* Énoncé du problème *
D'après le document source, où poussait la forêt de bambous dans laquelle Kengo Kuma jouait pendant son enfance ?

* Document source *
+++
La maison elle-même est rigoureusement orthogonale et tranche ainsi avec le terrain accidenté, comme le montre l’image ci-dessus.

Le bambou

Le bambou symbole d’un échange culturel

Kengo Kuma, great wall bamboo

Nous avons choisi le bambou, car il rapproche les cultures. Apporté de Chine il y a longtemps, il symbolise les échanges culturels entre les pays. Nous avons voulu que le bâtiment, lui aussi, symbolise les échanges culturels. (…) Pour en tirer le meilleur parti, nous avons décidé de placer un mur de bambou parallèle à la pente, comme la Grande Muraille. Elle représentait autrefois une séparation entre deux cultures, tandis que notre mur de bambou peut aussi unifier la vie et la culture de différentes manières.” (IV)

L’amour du bambou

Kuma Kengo, Great wall bamboo

Dans “L’architecture naturelle” (cf. bibliographie), Kengo Kuma fait remonter son amour du bambou à son enfance, lorsqu’il  jouait dans une forêt de bambous  qui poussait sur une colline escarpée derrière la maison où il vivait. Il aimait la lumière qui filtrait à travers la luxuriance des bambous et la ligne droite et impeccable des tiges, ainsi que le contact frais des tiges. Il aurait voulu créer un espace semblable à cette forêt. Ci-dessus, les bambous s’opposent aux ondulations vertes de la forêt tout autour.
+++
* Données brutes *
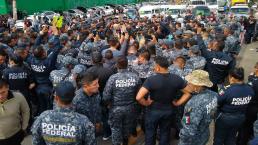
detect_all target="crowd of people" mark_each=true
[0,7,258,145]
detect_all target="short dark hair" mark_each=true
[117,56,128,69]
[81,71,98,84]
[9,54,23,66]
[0,78,8,88]
[0,49,7,57]
[105,50,113,60]
[33,45,45,58]
[155,56,169,68]
[217,40,225,51]
[254,62,258,69]
[175,40,183,49]
[139,51,150,61]
[229,67,245,81]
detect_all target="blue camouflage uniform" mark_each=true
[129,62,153,79]
[168,64,185,78]
[185,56,206,70]
[73,88,101,124]
[178,89,218,145]
[31,107,96,145]
[28,36,61,113]
[223,35,241,54]
[214,83,254,145]
[103,69,141,145]
[77,42,93,67]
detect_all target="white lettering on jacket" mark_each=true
[116,78,136,88]
[41,123,76,138]
[231,96,252,105]
[211,58,229,65]
[31,65,46,72]
[9,72,28,80]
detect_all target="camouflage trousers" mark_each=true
[109,105,137,145]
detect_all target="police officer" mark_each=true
[73,72,101,132]
[50,56,77,87]
[31,81,96,145]
[103,57,141,145]
[136,56,190,145]
[214,68,254,145]
[87,52,114,140]
[174,70,217,145]
[29,27,61,113]
[77,42,93,67]
[131,51,153,81]
[185,45,206,70]
[0,46,7,76]
[168,56,186,78]
[197,35,233,92]
[237,62,258,145]
[3,54,35,107]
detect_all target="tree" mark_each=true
[13,0,17,20]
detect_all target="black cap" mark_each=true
[91,52,102,63]
[55,81,75,102]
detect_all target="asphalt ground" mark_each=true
[22,42,258,145]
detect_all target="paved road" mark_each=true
[22,42,258,145]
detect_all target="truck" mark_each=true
[0,0,137,15]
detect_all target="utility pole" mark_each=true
[13,0,17,20]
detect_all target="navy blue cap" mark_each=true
[55,81,75,102]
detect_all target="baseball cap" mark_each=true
[60,33,69,41]
[61,55,78,65]
[55,81,75,102]
[72,64,86,74]
[189,45,200,54]
[91,52,102,63]
[175,30,182,35]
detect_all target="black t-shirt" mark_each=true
[143,74,187,106]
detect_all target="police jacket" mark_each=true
[218,84,254,114]
[73,88,101,124]
[197,36,233,84]
[103,69,141,106]
[248,74,258,107]
[3,66,34,98]
[87,64,114,95]
[29,36,61,84]
[31,107,96,145]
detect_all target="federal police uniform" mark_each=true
[185,56,206,70]
[73,88,101,124]
[179,89,218,145]
[103,69,141,145]
[31,107,96,145]
[198,36,234,92]
[238,74,258,145]
[168,64,184,78]
[31,81,96,145]
[3,66,34,105]
[223,35,240,55]
[29,36,61,113]
[130,62,153,81]
[214,84,254,145]
[77,43,93,67]
[50,56,77,87]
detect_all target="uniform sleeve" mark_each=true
[180,107,206,143]
[175,76,187,90]
[254,120,258,138]
[31,116,45,145]
[20,95,30,130]
[96,95,102,123]
[84,121,97,145]
[142,77,152,91]
[218,90,228,107]
[103,77,114,102]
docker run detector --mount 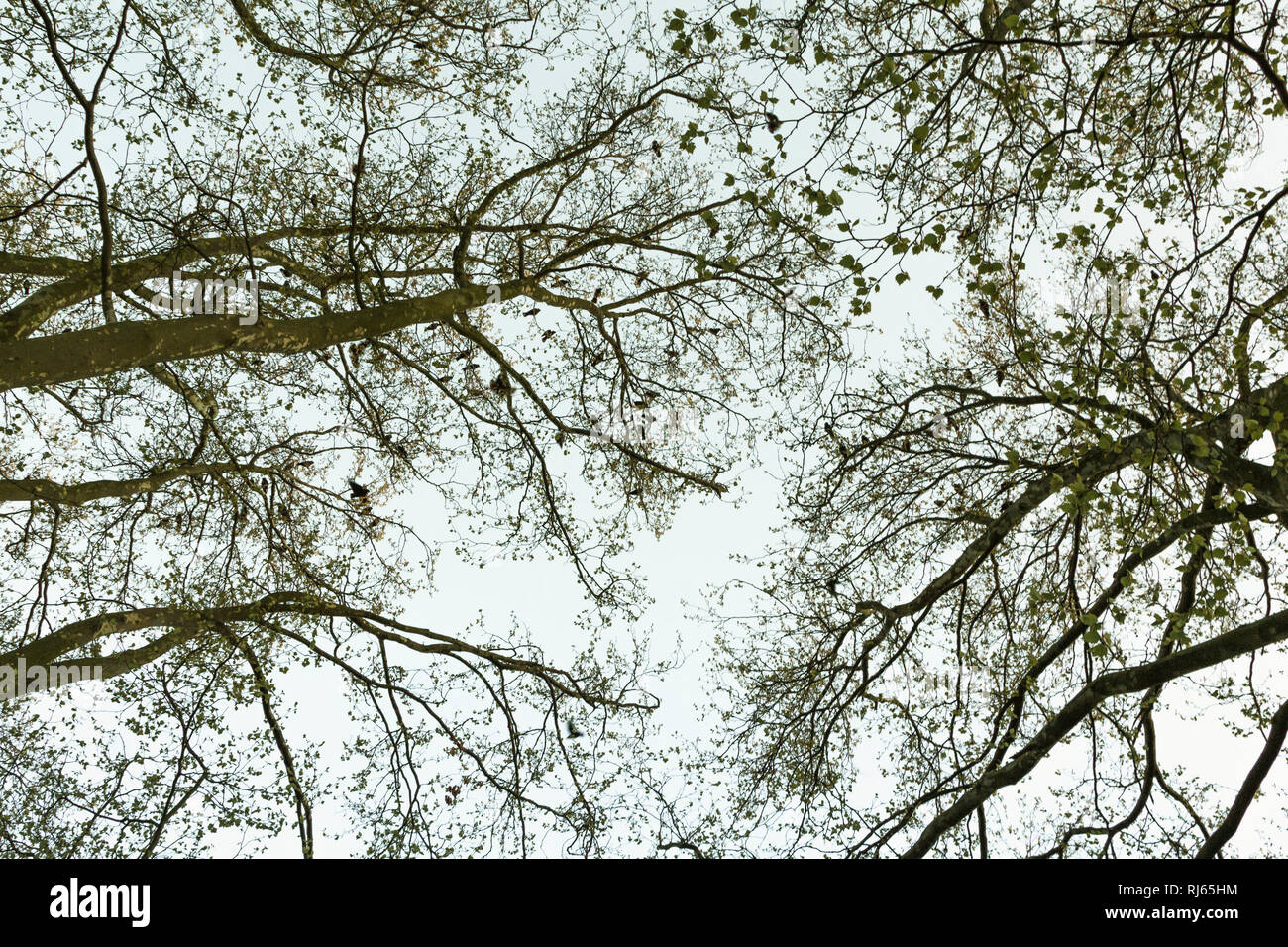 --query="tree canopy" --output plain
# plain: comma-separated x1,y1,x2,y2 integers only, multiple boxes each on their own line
0,0,1288,857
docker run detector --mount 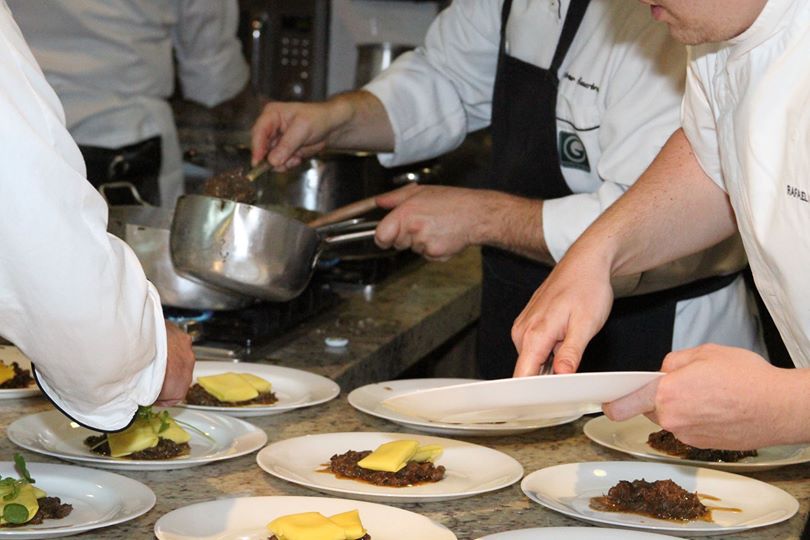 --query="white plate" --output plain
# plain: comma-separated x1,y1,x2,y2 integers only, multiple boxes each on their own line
520,461,799,536
0,345,39,399
585,416,810,472
349,379,582,437
155,497,456,540
478,527,677,540
6,409,267,471
256,433,523,502
0,462,155,539
181,362,340,417
382,371,663,424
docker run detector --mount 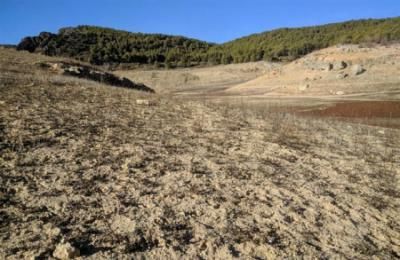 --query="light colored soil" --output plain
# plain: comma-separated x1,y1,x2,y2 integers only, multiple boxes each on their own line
227,45,400,99
0,47,400,259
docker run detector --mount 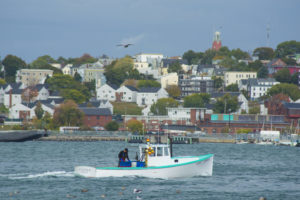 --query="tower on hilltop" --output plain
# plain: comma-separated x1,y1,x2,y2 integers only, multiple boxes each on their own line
212,31,222,51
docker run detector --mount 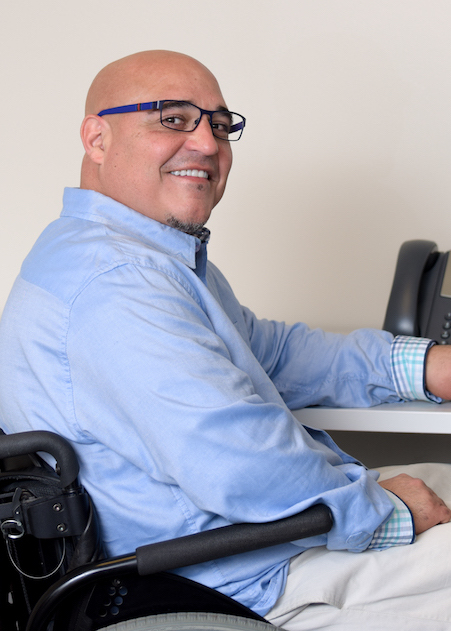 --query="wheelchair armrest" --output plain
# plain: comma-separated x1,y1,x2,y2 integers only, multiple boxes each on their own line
27,504,333,631
136,504,333,576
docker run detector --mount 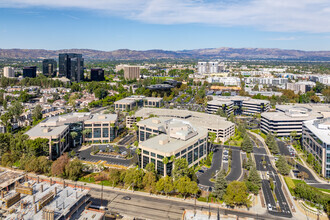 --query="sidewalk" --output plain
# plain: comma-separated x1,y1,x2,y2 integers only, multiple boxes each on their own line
27,173,267,218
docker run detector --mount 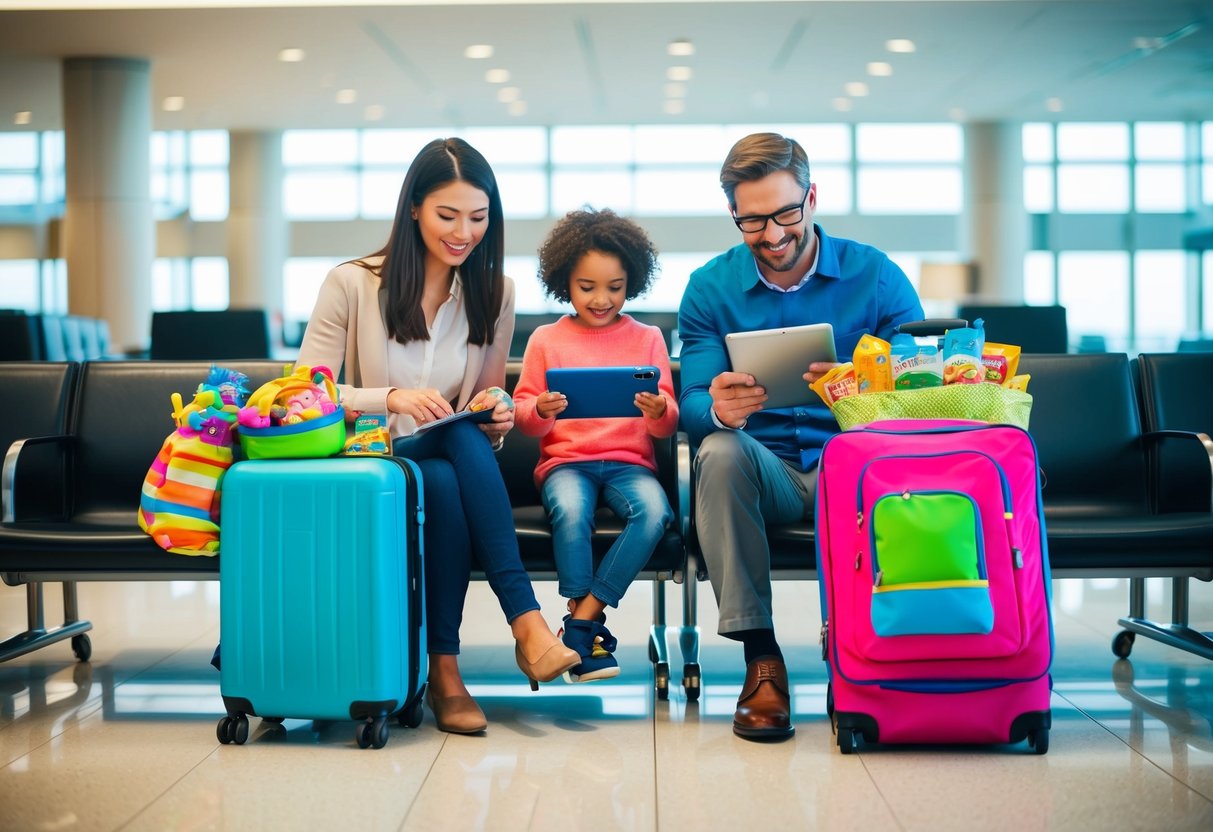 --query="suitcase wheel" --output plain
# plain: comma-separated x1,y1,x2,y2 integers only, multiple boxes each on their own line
1027,728,1049,754
1112,629,1137,659
838,728,859,754
354,717,388,748
215,713,249,746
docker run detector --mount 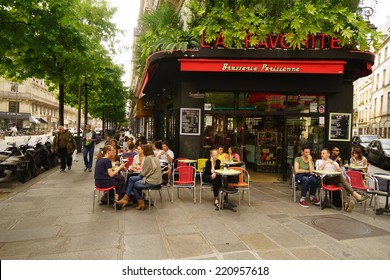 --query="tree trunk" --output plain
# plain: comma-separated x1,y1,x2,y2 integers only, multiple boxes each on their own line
58,83,65,125
84,77,88,126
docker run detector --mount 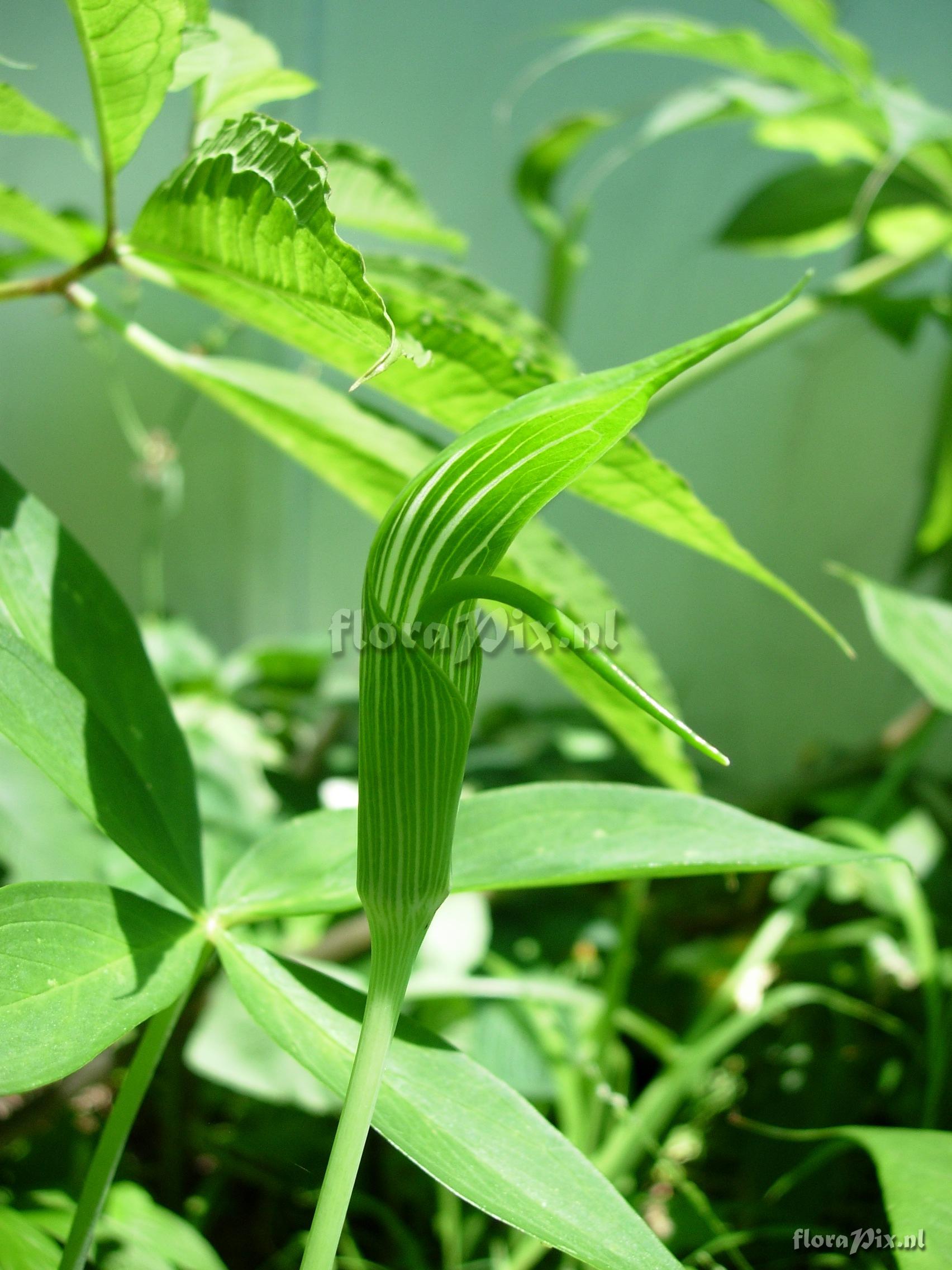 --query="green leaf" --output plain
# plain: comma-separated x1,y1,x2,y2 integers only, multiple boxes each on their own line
515,112,618,240
183,975,340,1115
312,139,467,253
216,781,869,923
220,937,678,1270
831,565,952,713
97,1182,225,1270
128,129,842,650
830,1125,952,1270
0,186,103,264
548,13,849,95
365,255,578,421
573,437,852,653
753,98,883,165
867,203,952,255
132,114,398,377
0,84,80,141
0,883,203,1092
0,468,202,906
358,295,792,936
767,0,872,80
172,9,317,141
70,309,697,789
66,0,185,174
0,1205,60,1270
720,163,921,255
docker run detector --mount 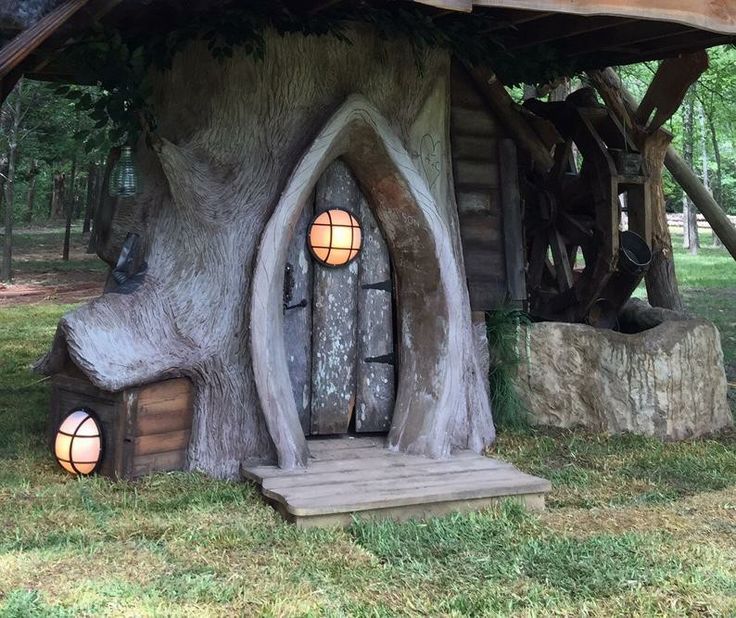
+++
* Corrigé détaillé *
Sur une colline escarpée derrière la maison où il vivait.